Metin alıntısı
Buraların sahibi, gizemli insanlar olan Tuvalar... Hanas, Tuvaların toplu halde yaşadıkları tek yer. Hanas Gölü'nün çevresine kurulu köylerde yaşayan Tuvalar, nüfusu oldukça az ancak tarihi geçmişleri oldukça uzun bir topluluk. Örf, adet ve fiziksel yapıları Moğolları andırıyor. Evliliklerini de yaygın olarak Moğollarla yapıyorlar. O nedenle kimi bilim insanlarınca Moğolların bir kolu olarak adlandırılıyorlar. Öte yandan Tuvaların yazılı kaynakları yok. Bu nedenle de tarihi kayıtları bulunmuyor. "Sır" bir etnik renk olarak yaşamaya devam ediyorlar ve "Bulutlarla yaşayan kavim" olarak adlandırılıyorlar.
Dağlık bölgelerde yaşayan Tuvalar, geçimlerini hayvancılık ve avcılıkla sağlıyorlar. Öte yandan turizm sektörünün hızla gelişmesi onların geçim kaynaklarını değiştirmeye doğru gidiyor. Şimdilik yatırımlar sınırlı ama önümüzdeki yıl bu durum tersine dönecek görünüyor. Şu anda turizme kapalı alanlar da turizme açılacak ve oralarda hem dağcılık hem de at binme gibi aktiviteler yer alacak.

Göreviniz
Tuvalar hakkındaki metne göre şu soruları yanıtlayın:
1. Tuvaların toplu halde yaşadıkları tek yer neresidir?
2. Tuvaların tarihi kayıtları neden bulunmuyor?
3. Dağlık bölgelerde yaşayan Tuvalar geçimlerini nasıl sağlıyor?
Aşağıdaki veriye ihtiyaç yoktur.

[Sınırlayıcı kutu verisinden kesitler]
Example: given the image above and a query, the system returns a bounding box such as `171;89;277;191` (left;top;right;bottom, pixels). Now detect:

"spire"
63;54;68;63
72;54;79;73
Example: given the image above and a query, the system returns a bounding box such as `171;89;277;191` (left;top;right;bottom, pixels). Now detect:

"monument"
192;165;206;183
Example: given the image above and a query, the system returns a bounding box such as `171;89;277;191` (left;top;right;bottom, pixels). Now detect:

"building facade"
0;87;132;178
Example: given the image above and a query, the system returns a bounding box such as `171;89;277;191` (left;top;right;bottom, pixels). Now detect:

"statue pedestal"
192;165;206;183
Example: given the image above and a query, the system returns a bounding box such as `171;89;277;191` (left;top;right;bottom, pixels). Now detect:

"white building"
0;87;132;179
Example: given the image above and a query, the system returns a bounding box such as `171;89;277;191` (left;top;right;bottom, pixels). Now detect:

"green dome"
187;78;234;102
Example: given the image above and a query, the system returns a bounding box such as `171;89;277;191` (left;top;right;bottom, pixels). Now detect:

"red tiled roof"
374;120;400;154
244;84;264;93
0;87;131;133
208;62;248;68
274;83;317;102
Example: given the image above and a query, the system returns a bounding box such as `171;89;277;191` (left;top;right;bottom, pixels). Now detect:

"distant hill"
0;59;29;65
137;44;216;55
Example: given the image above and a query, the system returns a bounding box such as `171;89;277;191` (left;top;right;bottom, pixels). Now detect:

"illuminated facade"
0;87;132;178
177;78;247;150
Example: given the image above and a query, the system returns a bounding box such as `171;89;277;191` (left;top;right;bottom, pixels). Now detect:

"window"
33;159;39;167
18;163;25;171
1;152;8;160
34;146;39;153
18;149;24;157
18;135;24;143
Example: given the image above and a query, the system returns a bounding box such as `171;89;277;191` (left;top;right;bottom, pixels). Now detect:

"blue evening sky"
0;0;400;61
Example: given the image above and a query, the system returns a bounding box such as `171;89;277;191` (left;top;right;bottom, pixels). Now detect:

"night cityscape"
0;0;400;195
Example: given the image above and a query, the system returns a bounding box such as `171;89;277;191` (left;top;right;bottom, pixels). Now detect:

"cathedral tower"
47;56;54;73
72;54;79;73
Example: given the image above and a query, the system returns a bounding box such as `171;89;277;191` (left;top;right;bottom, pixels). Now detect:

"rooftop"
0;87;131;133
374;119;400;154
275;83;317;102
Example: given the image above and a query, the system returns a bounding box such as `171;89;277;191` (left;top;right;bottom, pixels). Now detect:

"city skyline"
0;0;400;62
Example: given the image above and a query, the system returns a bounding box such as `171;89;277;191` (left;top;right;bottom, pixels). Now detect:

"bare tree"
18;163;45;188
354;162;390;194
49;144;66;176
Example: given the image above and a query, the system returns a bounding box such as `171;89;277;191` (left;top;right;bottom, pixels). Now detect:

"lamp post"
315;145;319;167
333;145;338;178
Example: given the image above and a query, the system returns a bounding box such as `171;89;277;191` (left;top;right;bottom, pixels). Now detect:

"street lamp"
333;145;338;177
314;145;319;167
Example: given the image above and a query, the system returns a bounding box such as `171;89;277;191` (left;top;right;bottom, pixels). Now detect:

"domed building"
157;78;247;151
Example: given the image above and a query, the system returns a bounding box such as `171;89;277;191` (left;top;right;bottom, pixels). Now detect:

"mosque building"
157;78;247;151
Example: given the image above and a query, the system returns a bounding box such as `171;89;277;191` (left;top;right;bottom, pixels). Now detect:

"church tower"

Alıştırma yanıtı
1. Hanas.
2. Yazılı kaynakları olmadığı için.
3. Hayvancılık ve avcılıkla.